Brano riportato:
**********

Ridere fa ridere l’avanzata del Movimento Arturo, tra gag televisive e tweet sagaci lanciati ai danni dell’Alfano o del Gasparri di turno. E ridiamo un po’ allora su Left in edicola da sabato 25, ricostruendo come Arturo sia sfuggito di mano ai suoi stessi creatori, alla banda di Gazebo, diventando un movimento che è ancora una burla, con tanto di primarie burla, ma è sicuramente impegnativo da gestire (anche per non mettere in imbarazzo mamma Rai, non più di troppo, almeno).

È cresciuto il movimento Arturo ed è diventato interessante anche oltre il fenomeno tv. E noi di quello ovviamente, soprattutto, parliamo. Prendendo sul serio quelli che – tipo Civati – vedono in Arturo un appello all’unità della sinistra.

Cosa ci dice Arturo della sinistra? Su Left in edicola ne parliamo con Michele Prospero, facendo un esercizio che è un po’ forzato, tocca dirlo, ma neanche troppo. Perché tra gli arturi, per ora, c’è di tutto, sì. Quando la settimana scorsa la banda di Gazebo ha fatto il live a “Libri come”, in platea, per dire, pronto ad applaudire tanto gli sketch quanto l’avanzata del Movimento, c’era anche Luciano Nobili, renzianissimo uomo del Pd romano, un piccolo Goffredo Bettini, e già capo della campagna elettorale, non fortunatissima, di Roberto Giachetti. «Sale piene, urne piene» ha scherzato Nobili ringraziando «il gotha del Movimento Arturo»: perché alla fine è una cosa che diverte tutti stare su twitter e giocarci su, darsi di gomito, cercando di farsi bannare (che è quello che succede quando un utente ne blocca un altro su un social) da Maurizio Gasparri o da Angelino Alfano.

**********

Consegna:
Scrivi il seguito del brano sul Movimento Arturo, partendo subito dopo la sua ultima frase. Il materiale non ha alcun legame con il brano sul Movimento Arturo.

Informazioni mostrate:
**********

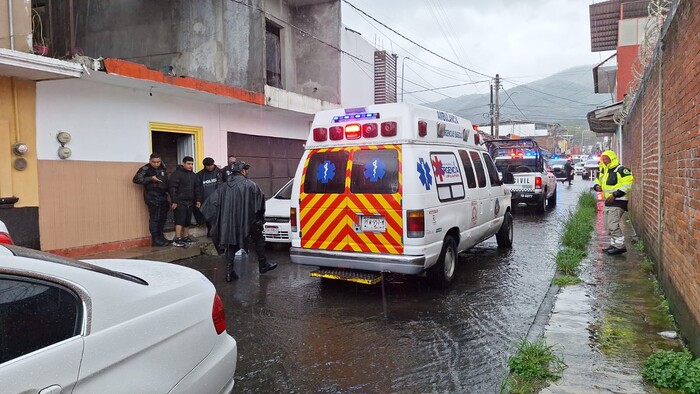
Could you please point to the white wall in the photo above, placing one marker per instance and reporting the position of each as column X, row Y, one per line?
column 356, row 76
column 111, row 123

**********

Risposta scritta:
Ma, insomma, l’esercizio si può sempre fare.

Perché di sinistra parla il fenomeno Arturo, irriverente stimolo. «Fate da soli ma fate educati» è ad esempio l’unica regola del Movimento, nel tentativo di segnare uno scarto rispetto a una politica da troppo tempo muscolare, tanto a destra, con la Lega, quanto a sinistra. E non vi ricorda infatti, quello dei gazebini, l’appello alla gentilezza di Giuliano Pisapia? E anche il primo slogan, fatto il verso ai 5 stelle, di sinistra parla: «Do-ve-sta! Do-ve-sta!», scandiscono i tre candidati, Makkox, Salerno e Bianchi, all’unisono, mostrandosi uniti sul ritmo tipico dell’O-ne-sta grillina. «Dove sta», già, «dove sta», si intende, la sinistra? Ah, a saperlo.

Con Michele Prospero abbiamo però provato a parlarne seriamente. Prendendo Arturo, per quello che per molti è: un appello all’unità della sinistra. A una sinistra nuova, una sinistra artura. Che è più gentile, per cominciare, ma non solo. Per Prospero – vi spiegherà in edicola – deve esser soprattutto una sinistra più sinistra. Dice Prospero che «la lista unitaria dovrebbe quindi organizzarsi sul tema del lavoro e della Costituzione che sono, a questo punto, i punti deboli del Pd di Matteo Renzi, che non ha alcuna voglia di aggiustare il tiro, perché è intimamente convinto della bontà sia delle sue teorie giuslavoriste che del suo disegno costituzionale».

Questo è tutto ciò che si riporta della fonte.